An exact transcription of every record is needed, leaving out the pictures.

● SOURCE DATA:
┄┄┄┄┄┄

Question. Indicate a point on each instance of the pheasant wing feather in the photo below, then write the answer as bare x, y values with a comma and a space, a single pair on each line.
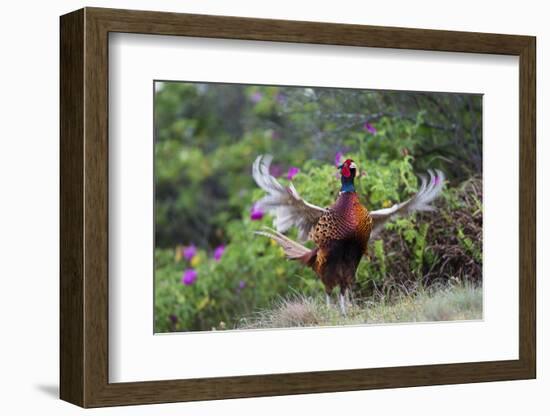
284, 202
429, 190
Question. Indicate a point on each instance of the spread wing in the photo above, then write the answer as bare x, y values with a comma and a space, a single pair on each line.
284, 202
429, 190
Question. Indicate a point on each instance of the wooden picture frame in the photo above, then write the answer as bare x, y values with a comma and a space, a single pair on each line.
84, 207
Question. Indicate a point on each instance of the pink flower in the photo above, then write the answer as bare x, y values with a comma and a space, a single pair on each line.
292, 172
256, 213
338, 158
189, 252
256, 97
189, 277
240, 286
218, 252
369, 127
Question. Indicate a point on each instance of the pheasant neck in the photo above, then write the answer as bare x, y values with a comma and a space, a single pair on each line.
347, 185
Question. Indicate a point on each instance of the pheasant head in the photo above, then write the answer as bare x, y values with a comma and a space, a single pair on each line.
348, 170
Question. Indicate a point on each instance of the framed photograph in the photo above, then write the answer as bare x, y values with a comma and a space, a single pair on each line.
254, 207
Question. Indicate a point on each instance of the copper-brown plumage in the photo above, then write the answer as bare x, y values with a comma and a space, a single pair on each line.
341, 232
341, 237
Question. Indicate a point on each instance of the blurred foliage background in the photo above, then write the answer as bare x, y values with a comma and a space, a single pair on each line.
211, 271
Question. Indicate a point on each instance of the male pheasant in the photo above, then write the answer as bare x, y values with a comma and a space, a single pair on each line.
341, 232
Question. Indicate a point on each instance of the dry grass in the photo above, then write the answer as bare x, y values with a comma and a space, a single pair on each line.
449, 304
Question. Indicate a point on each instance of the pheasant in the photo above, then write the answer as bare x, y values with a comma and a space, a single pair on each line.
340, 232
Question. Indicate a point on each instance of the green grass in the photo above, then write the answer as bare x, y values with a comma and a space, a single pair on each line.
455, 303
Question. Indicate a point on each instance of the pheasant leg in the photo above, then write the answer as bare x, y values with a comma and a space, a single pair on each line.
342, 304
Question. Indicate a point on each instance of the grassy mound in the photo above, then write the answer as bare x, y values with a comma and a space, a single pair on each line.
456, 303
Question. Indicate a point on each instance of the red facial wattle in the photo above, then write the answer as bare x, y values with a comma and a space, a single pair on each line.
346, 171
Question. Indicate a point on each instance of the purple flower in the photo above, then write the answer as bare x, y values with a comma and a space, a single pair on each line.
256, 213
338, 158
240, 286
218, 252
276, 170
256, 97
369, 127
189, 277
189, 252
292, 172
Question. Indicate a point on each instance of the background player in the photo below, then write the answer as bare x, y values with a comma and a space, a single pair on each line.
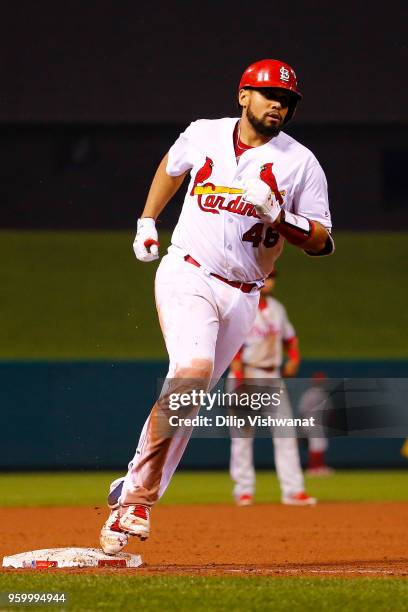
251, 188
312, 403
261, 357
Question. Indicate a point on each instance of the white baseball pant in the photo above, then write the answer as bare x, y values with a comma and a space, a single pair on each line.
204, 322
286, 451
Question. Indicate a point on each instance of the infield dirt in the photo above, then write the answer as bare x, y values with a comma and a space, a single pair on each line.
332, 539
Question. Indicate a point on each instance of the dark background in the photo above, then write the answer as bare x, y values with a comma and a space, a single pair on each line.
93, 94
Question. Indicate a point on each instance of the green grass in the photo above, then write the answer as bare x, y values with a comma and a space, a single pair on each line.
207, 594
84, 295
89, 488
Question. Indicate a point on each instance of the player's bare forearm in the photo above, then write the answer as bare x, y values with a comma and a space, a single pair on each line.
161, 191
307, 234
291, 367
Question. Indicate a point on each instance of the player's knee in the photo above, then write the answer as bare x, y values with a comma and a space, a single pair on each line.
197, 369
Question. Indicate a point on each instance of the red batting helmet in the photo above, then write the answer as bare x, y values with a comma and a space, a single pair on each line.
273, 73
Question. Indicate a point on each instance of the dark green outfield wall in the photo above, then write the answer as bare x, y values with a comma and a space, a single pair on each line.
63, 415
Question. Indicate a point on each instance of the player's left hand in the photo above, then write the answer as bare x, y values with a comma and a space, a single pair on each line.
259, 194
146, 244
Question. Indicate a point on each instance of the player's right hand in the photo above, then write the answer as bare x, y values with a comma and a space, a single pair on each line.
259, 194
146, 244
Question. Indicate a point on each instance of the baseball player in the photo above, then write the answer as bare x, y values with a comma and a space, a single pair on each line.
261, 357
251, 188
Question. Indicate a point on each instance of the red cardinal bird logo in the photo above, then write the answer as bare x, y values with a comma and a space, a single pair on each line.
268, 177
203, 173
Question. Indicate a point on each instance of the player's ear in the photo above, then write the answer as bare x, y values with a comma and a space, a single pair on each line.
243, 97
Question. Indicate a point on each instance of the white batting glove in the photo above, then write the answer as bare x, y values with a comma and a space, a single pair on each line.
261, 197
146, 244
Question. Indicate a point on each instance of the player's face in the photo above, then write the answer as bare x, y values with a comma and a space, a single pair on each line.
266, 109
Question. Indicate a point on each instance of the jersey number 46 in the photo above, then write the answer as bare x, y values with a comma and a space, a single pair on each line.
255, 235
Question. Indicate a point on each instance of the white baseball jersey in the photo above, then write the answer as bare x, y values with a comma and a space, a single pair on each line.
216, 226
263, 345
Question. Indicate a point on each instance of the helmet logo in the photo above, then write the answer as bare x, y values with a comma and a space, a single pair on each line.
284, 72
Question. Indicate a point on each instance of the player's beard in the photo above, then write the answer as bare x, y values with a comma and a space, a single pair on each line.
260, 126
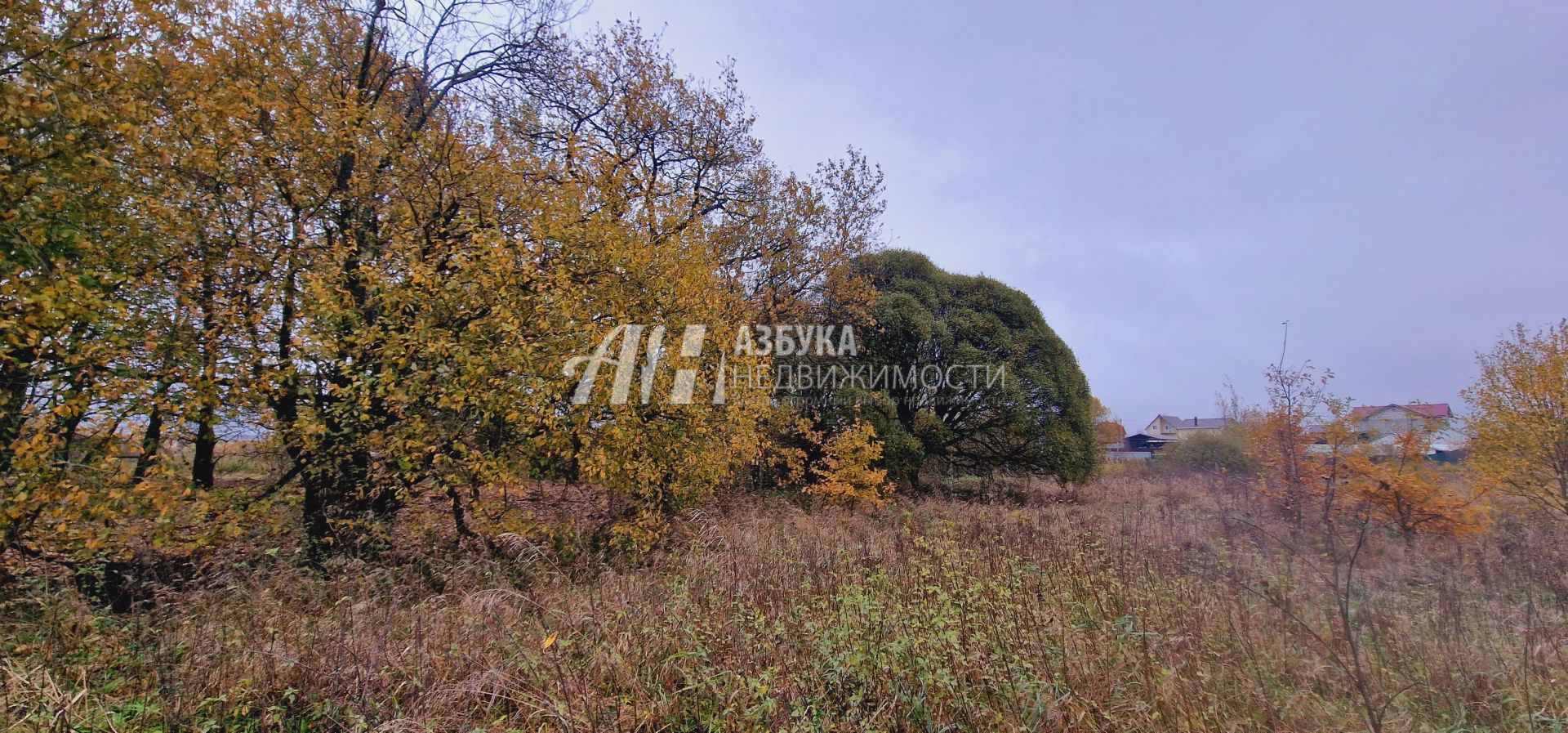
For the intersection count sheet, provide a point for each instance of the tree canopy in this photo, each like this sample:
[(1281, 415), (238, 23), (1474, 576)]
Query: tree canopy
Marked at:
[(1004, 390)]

┄┄┄┄┄┄

● FINAL ANSWER:
Question. Indicate a point on each instance of the pheasant wing feather in the photo below, then write the answer as bare x, y values with a comma and a space, a single pair on each line.
284, 202
429, 190
Question. Indicate a point on each instance of the spread wing in the photo above, then write the answer as bare x, y values with a comma and a space, a single pair on each line.
284, 202
429, 190
Question. Indicate a point on each instance of the wooden picture frame in the photo above, then write the answer as bare x, y values with a comma and a space, a single pair on each line.
84, 207
Question. Indicate a point on each instance of the pink flower in the photo above, then write the answer as bare x, y values with a comma and a space, a single pair on each line.
292, 172
256, 213
338, 158
189, 252
256, 97
189, 277
240, 286
218, 252
369, 127
Question. Indicate a point on each instance of the pheasant neck in the photo above, then write the answer as bare x, y values with a comma and a space, a single pair on each line.
347, 185
Question. Indicate a point on each instance of the pheasant head in the photo above, then write the answer as bare x, y values with a comma and a space, a single pair on each line.
348, 170
Question. Indicate a point on each instance of the framed photograph in the photo above, then write the answer as bare x, y values with a comma and a space, a single pair on each line.
254, 207
Question. Indicate a point on each instance of the copper-brown plumage in the photo above, then write the answer as bare x, y values with a comma and a space, a single pair on each line.
341, 232
341, 237
Question. Indicate a point on each instance of the blurred foliage background in the photo above, then write the answer as bare x, y values with a comma and a space, a single pair on each line.
211, 271
Question. Indicate a point on each instance of the male pheasant in the photo above, then write the answer as bare x, y values with a comma and a space, a single pair on each line.
341, 232
Question. Indicate a point on each instance of the dry grass in the photo above, then write the answer as bare x, y values with a comma and a space, a single pair on each line.
449, 304
Question. Indicate a point on each instance of the pheasant in the photo above, then write the answer as bare x, y values with a comma and a space, a single pair on each line.
340, 232
Question. Indicate a point on each instance of the green grass in the photo above, then write the answer as bare x, y values with a comma and a space, a single pair on each line.
455, 303
Question. Indicate a point on each instance of the pheasant leg in the photo above, then write the answer as bare x, y values with a comma and a space, a single pair on each line.
342, 304
Question. Indicate a point on each instance of the grassy mound in the photo above, then write the answer as bare x, y values with a comma and a space, a single pair on each line.
456, 303
Question. Indicate a point on each instance of the red facial wattle in the photo above, then write the answer as bare x, y values with a comma and a space, a single pair on each line.
346, 171
Question. Indicate a point on each instance of the purple flower in the photo above, then write the answer as bare x, y values with a comma and a space, a single pair on each line.
256, 213
338, 158
240, 286
218, 252
276, 170
256, 97
369, 127
189, 277
189, 252
292, 172
Question. Indicate a point on each instance of the background player in the photo below, then write the answer as bare x, y values with a comma and a space, a single pair on each line.
251, 188
312, 403
261, 357
Question. Indicate a point on each instance of the white baseball pant in the photo above, then write the answer as bare x, y values with a comma and a space, a single pair on each line.
204, 322
286, 451
Question. Indicate a point on each instance of the infield dirt in the photo above, then write the answer as bare x, y values with a comma and a space, a single pair on each line.
332, 539
Question. Indicate a point on each instance of the dark background in the photo above, then write the answer as bare x, y values with a comma and a space, a single pair on each line.
93, 94
Question. Indicate a point on each instance of the green grass in the photo above, then write the answer as bare x, y values with a comma and a space, a single pair on each line.
207, 594
84, 295
89, 488
Question. Indicate a point on each instance of the player's bare forearm in the photo above, then write the answer as bare x, y values with a comma and a space, a single pair on each line.
161, 191
307, 234
291, 367
Question. Indicate a point on each instance of the player's knee in the photo above, then write the answer as bare x, y values with a comma and a space, a single pair on each line.
197, 369
Question. Indicate a point on each instance of the red batting helmet in the photo above, then write the answer as bare x, y values with a comma and a space, a single pair on each line.
273, 73
Question. Indicate a point on each instance of the dark green outfield wall in the photo above, then write the answer as bare x, y values with a comma and a space, a single pair on each line.
63, 415
Question. Indicate a point on each instance of the player's left hand in the photo above, then write the answer as bare x, y values with a comma and a space, a single pair on each line.
259, 194
146, 244
Question. Indicate a point on each instance of the player's right hand in the photo above, then write the answer as bare x, y values with a comma and a space, a single pair on each line.
259, 194
146, 244
Question. Indicate a point on each instance of the baseball player in the photo above, then write the answer as bare x, y values with a comma and a space, a single pair on each line.
261, 357
251, 188
Question. Indicate a point on each instance of the red cardinal bird logo in the photo above, then write the answer as bare x, y values with a comma and a space, a single pair on each line.
268, 177
203, 173
Question. Indicate a point on each instance of the player's ear in the photo above, then write the answer as bare x, y values with a comma and a space, a single pair on each line.
243, 97
Question. Indicate a point on each instance of the white batting glove in the photo above, then write the answer as bare x, y values with a comma and a space, a single pair on each line.
261, 197
146, 244
Question. Indicate a point on each instance of the player's face in the photo above, then write the answer as bare x, y values with a comma and a space, a single pair on each line.
266, 109
Question. Indicate a point on each instance of the jersey number 46 in the photo above, then write the answer as bare x, y values with a comma and a space, a single pair on each line.
255, 235
Question. Indicate a point on each instance of the white baseball jersey in the photo above, then write the answer as bare x, y values with a comma and a space, a single pair on each line.
216, 226
263, 345
Question. Indicate a point on each instance of the helmet logo in the photo above, then write the answer as bare x, y values with a comma and a space, a single pair on each line.
284, 72
Question. Indicate a point on each instance of the player's beard in the photo above, then write the answer as bare x, y values with a comma and a space, a single pair on each line.
260, 126
For the intersection count sheet, provide a point for each instance of the tree canopy in this photo, each like this sample:
[(1281, 415), (238, 23), (1474, 576)]
Query: tree canopy
Marked at:
[(1004, 390)]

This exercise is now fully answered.